▸ **EXTRACT**

I think you are proposing a kind of "computational" semantics for `if/then/else`

where `if hp : p then x[hp] else y[hp]`

is implemented as "capture the current continuation and pass it to `y`

as a claimed proof of `not p`

; if `y`

ever tries to invoke this proof then reset to the branch point and instead pass `x`

the proof of `p`

you got from `y`

".

#### Reid Barton (May 01 2020 at 23:16):

As I understand it, this is somehow logically sound in that a valid proof using classical logic is transformed into a program which terminates (in some sense).

#### Brandon Brown (May 01 2020 at 23:17):

Yes yes. Now do you know why this doesn't seem to be implemented in any proof assistant? Looks like continuation passing idea dates back to at least the early 90s

#### Reid Barton (May 01 2020 at 23:17):

However, another property you would probably like for your language is that `if hp : p then x[hp] else y[hp]`

evaluates to `x[hp]`

if `p`

is true and `y[hp]`

if `p`

is false, and this property would be lost. For example if `y`

does not actually use `hp`

then the result will always be `y`

.

#### Reid Barton (May 01 2020 at 23:18):

So, the semantics is logically sound (you will get out some value) but not sound in the sense of producing the *correct* value.

#### Reid Barton (May 01 2020 at 23:18):

So, for programming it's rather useless.

▸ **TASK DIRECTIONS**
In the excerpt, what does Reid Barton say the result will always be when `y` does not actually use `hp`? Please answer from the excerpt alone, not from the entries.

▸ **RECORDS SUPPLIED**
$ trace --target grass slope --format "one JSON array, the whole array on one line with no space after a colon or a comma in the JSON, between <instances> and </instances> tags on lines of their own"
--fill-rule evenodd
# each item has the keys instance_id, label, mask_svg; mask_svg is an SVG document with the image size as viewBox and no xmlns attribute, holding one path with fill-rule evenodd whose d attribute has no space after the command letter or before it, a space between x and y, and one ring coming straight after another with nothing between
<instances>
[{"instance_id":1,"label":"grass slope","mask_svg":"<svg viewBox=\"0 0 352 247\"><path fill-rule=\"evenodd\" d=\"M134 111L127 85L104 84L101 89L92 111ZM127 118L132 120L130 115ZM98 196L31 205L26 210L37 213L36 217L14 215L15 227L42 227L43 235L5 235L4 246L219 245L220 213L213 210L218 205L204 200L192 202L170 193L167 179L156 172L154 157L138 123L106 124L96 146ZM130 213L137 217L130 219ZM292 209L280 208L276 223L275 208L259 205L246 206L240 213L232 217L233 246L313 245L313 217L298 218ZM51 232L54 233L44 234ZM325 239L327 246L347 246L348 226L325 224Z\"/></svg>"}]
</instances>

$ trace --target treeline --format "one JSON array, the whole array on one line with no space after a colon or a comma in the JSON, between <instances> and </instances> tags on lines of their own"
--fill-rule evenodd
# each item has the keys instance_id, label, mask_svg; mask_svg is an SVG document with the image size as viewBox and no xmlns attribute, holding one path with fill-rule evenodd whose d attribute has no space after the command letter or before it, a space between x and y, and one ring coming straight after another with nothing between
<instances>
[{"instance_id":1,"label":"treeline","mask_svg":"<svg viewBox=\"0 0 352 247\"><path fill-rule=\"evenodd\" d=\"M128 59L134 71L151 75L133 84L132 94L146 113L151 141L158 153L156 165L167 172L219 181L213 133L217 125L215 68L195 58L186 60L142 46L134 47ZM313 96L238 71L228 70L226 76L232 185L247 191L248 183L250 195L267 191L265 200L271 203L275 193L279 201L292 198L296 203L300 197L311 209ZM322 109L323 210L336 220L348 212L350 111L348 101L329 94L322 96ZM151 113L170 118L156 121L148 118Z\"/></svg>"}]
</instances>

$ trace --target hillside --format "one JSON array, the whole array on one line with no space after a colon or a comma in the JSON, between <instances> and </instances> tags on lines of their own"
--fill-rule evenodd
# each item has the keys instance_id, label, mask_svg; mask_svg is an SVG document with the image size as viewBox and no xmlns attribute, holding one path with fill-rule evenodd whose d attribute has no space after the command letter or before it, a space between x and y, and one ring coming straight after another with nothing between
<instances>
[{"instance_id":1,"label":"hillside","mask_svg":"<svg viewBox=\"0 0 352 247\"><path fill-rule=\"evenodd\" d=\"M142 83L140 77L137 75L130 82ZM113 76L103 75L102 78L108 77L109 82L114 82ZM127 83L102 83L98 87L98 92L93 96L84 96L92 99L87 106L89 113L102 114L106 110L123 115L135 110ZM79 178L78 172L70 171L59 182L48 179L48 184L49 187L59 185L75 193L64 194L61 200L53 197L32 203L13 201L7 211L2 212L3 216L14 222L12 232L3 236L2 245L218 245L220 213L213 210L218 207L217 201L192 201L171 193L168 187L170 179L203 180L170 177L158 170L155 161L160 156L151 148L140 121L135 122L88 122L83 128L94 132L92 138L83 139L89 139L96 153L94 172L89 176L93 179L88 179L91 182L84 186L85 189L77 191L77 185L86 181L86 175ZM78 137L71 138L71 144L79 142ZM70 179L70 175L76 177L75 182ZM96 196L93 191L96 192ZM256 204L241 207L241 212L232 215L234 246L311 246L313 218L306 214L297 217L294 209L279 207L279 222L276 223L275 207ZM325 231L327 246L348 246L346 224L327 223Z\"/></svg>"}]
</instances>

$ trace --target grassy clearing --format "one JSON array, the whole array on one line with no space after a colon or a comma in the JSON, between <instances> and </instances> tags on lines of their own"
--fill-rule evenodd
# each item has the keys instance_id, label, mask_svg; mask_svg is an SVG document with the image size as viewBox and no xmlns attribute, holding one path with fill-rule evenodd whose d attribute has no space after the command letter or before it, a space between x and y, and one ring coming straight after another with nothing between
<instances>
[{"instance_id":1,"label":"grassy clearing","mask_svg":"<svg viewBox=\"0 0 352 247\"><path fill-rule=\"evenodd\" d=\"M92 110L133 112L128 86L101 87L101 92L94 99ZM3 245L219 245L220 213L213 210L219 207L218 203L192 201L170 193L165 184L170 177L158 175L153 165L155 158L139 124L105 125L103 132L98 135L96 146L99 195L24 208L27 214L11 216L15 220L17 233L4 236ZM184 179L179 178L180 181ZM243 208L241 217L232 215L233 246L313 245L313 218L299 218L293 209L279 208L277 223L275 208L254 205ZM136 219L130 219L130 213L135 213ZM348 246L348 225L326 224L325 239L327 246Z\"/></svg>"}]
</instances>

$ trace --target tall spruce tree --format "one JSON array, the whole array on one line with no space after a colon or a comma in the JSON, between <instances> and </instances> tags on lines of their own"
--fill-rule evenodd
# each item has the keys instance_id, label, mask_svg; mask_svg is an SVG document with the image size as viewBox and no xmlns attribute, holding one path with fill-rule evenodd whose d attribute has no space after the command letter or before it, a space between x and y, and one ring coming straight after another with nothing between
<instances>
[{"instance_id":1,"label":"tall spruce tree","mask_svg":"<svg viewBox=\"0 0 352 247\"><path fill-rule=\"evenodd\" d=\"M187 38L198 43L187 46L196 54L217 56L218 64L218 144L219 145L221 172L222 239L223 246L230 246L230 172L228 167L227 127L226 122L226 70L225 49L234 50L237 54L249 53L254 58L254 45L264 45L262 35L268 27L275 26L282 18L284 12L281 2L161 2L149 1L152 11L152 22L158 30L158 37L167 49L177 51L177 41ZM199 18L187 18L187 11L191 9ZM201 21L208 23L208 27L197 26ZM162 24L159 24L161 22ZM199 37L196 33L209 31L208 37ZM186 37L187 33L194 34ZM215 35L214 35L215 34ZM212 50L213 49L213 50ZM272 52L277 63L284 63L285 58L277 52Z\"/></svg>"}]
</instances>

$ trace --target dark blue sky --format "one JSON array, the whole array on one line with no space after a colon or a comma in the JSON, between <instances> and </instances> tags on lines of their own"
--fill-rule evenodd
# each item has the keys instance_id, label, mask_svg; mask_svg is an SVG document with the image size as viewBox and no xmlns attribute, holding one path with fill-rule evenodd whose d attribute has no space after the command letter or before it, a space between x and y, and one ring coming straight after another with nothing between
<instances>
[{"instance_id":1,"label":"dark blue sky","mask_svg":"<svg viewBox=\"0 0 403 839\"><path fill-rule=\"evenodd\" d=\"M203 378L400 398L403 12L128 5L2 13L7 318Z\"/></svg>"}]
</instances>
--
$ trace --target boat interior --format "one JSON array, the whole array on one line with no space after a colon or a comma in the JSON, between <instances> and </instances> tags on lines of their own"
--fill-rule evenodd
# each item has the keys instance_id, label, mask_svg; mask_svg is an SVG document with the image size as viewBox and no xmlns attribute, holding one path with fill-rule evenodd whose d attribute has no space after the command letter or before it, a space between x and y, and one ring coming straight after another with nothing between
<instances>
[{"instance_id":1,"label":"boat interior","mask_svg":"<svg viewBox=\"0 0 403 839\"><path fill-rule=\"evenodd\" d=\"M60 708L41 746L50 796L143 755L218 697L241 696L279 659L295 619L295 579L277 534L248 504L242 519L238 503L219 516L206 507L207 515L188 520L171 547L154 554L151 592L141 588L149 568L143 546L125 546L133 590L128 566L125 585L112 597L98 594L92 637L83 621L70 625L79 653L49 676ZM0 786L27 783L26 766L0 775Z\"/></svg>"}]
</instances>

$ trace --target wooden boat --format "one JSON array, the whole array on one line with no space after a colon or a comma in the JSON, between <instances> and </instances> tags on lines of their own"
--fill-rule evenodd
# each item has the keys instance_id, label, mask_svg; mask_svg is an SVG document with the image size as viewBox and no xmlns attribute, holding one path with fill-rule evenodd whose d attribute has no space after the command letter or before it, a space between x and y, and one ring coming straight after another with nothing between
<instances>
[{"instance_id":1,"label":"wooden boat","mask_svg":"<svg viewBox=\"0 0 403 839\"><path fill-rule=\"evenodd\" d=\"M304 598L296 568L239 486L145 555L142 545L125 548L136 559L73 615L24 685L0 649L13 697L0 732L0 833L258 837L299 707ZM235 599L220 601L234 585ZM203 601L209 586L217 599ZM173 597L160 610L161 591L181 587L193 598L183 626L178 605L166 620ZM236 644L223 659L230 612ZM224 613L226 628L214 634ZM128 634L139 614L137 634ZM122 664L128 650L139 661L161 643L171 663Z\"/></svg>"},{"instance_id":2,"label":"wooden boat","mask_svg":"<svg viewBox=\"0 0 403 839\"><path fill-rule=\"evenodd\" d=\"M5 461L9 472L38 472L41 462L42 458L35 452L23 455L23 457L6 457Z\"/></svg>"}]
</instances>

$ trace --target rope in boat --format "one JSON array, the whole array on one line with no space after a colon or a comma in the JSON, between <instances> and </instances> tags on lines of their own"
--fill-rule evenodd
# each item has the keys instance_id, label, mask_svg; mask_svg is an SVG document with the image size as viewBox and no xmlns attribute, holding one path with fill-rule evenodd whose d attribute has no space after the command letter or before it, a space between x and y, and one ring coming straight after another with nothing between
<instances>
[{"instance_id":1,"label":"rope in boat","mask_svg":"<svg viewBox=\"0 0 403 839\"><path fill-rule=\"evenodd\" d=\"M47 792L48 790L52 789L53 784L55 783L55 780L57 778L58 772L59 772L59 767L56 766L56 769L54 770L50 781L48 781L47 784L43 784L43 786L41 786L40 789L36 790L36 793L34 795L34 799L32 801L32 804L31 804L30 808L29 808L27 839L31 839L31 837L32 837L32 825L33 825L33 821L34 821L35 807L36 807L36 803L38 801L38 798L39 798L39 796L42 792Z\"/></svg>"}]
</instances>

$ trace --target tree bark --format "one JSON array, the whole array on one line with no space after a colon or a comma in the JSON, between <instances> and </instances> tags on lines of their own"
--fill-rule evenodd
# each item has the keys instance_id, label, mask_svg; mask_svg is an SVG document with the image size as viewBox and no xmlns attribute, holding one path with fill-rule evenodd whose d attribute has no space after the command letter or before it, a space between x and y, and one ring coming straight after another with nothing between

▸ **TASK ANSWER**
The result will always be `y`.